+++ Exercise passage

"In some ways it's a shame that people rush to intercourse and skip all the courtship steps of sex," she says. "You don't learn to build and experience sustained arousal and you miss the chance to explore all the things you can do with each other's bodies that are pleasurable."
Pleasure, of course, doesn't have to be erotic.
Starting the conversation
We liked this relationship advice, from the American Cancer Society website and Amber Tresca on About.com, as it applies to those with cancer and inflammatory bowel disease, respectively. Though targeted to specific illnesses, it applies to anyone who needs to broach this delicate topic. For more information, both sites offer much more advice: Go to cancer.org (type "sexuality" in the search field) or ibdcrohns.about.com (click on "coping"). Here are just a few tips:
Tell a potential partner about your physical challenges when you feel he or she already likes you for who you are. In other words, this is not necessarily fodder before or on your first date. It's better to find out earlier in a relationship than later if the person can handle the challenges.
If possible, gauge how your date reacts to other people with medical conditions. It can reveal a lot.

++++++
+++ Record excerpts

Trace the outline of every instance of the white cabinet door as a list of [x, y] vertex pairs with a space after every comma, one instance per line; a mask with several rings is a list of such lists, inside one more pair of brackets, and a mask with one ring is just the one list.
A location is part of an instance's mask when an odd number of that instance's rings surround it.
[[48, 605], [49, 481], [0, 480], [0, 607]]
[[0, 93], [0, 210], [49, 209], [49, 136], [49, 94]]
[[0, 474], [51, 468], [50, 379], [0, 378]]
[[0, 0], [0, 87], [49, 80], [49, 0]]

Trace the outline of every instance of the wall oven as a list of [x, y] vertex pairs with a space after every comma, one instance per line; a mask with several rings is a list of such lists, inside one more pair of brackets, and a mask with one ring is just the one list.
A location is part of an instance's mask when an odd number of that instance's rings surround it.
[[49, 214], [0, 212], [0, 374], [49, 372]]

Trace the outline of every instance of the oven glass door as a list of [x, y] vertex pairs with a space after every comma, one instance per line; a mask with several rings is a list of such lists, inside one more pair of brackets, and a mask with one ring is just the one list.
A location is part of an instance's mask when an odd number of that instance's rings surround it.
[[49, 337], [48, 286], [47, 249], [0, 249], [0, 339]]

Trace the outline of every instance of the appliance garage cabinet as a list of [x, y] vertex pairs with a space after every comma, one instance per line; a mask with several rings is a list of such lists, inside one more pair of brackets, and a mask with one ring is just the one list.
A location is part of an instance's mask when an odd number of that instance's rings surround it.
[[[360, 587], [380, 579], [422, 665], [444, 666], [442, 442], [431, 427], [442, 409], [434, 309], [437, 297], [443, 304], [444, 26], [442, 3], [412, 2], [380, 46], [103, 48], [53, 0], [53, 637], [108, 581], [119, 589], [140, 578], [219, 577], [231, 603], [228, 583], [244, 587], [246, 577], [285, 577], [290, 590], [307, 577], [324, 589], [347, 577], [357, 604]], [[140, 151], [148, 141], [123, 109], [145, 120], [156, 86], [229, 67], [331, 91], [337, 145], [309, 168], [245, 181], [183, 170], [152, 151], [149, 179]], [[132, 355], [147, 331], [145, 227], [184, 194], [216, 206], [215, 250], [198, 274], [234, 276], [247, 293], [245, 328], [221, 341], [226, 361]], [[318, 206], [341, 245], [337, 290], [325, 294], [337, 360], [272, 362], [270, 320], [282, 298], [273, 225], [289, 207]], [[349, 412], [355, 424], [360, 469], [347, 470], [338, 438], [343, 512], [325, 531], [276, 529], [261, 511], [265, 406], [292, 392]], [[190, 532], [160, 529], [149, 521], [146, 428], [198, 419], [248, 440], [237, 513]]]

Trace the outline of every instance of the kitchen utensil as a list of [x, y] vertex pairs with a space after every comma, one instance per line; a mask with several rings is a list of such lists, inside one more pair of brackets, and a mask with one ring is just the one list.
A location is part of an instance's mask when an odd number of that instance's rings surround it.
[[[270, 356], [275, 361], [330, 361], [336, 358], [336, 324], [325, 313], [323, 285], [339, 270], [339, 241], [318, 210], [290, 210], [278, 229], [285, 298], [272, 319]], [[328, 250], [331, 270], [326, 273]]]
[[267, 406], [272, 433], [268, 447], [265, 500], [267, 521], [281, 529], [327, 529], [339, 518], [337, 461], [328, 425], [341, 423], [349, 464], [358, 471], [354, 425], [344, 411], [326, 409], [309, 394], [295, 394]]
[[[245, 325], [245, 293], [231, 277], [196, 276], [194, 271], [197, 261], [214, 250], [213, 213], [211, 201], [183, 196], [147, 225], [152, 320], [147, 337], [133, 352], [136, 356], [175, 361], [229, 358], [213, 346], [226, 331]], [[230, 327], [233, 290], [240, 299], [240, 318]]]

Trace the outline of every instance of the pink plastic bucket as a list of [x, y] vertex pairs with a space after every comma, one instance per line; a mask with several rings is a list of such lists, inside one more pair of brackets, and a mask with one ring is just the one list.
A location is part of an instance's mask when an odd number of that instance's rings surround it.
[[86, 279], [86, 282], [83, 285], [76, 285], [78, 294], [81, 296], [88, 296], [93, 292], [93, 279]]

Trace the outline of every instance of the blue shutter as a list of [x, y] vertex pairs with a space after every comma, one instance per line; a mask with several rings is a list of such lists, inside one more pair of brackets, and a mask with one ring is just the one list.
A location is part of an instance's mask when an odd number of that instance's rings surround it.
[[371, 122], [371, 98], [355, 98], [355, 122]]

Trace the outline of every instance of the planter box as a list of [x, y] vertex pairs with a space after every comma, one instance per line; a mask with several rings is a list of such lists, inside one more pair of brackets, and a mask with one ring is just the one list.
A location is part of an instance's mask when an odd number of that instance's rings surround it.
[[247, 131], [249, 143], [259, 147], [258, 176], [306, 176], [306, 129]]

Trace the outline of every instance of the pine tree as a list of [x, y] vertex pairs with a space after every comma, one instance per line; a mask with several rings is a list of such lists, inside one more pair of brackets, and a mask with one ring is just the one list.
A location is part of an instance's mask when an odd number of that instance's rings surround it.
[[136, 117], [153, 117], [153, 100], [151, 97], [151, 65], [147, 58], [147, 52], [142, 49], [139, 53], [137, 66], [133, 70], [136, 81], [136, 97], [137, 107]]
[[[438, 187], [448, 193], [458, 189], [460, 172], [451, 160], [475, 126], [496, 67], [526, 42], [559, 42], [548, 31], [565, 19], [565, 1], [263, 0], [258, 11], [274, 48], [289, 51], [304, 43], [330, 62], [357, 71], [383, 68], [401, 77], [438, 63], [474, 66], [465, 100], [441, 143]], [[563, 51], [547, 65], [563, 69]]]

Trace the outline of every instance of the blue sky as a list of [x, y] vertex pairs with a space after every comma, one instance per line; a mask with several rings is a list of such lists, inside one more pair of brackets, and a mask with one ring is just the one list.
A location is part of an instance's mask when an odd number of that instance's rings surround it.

++++++

== What to work on ==
A. Please answer these questions about the relationship advice passage:
(i) Which two sources does the advice come from?
(ii) At what point should you tell a potential partner about your physical challenges?
(iii) What can watching how your date reacts to other people with medical conditions do?
B. Extend the relationship advice passage with a few more sentences that pick up after its final tip.

== Task-by-task answers ==
A.
(i) The American Cancer Society website and Amber Tresca on About.com.
(ii) When you feel he or she already likes you for who you are.
(iii) It can reveal a lot.

B.
Bring up the subject followed by an open-ended question that invites discussion. Start with what you like about the relationship, ease into your particular challenges, then ask if he or she thinks it could affect a future together.
Continue the discussion in more depth when the relationship starts to deepen, especially if you have life expectancy or fertility issues.
Be prepared for possible rejection, and consider how you would respond. If you are rejected, don't let it prevent you from pursuing another relationship. Rejection happens to everybody; do your best not to take it personally.
Work on all areas of your social life: close and casual friends, family, co-workers. You deserve a network of people who support and love you.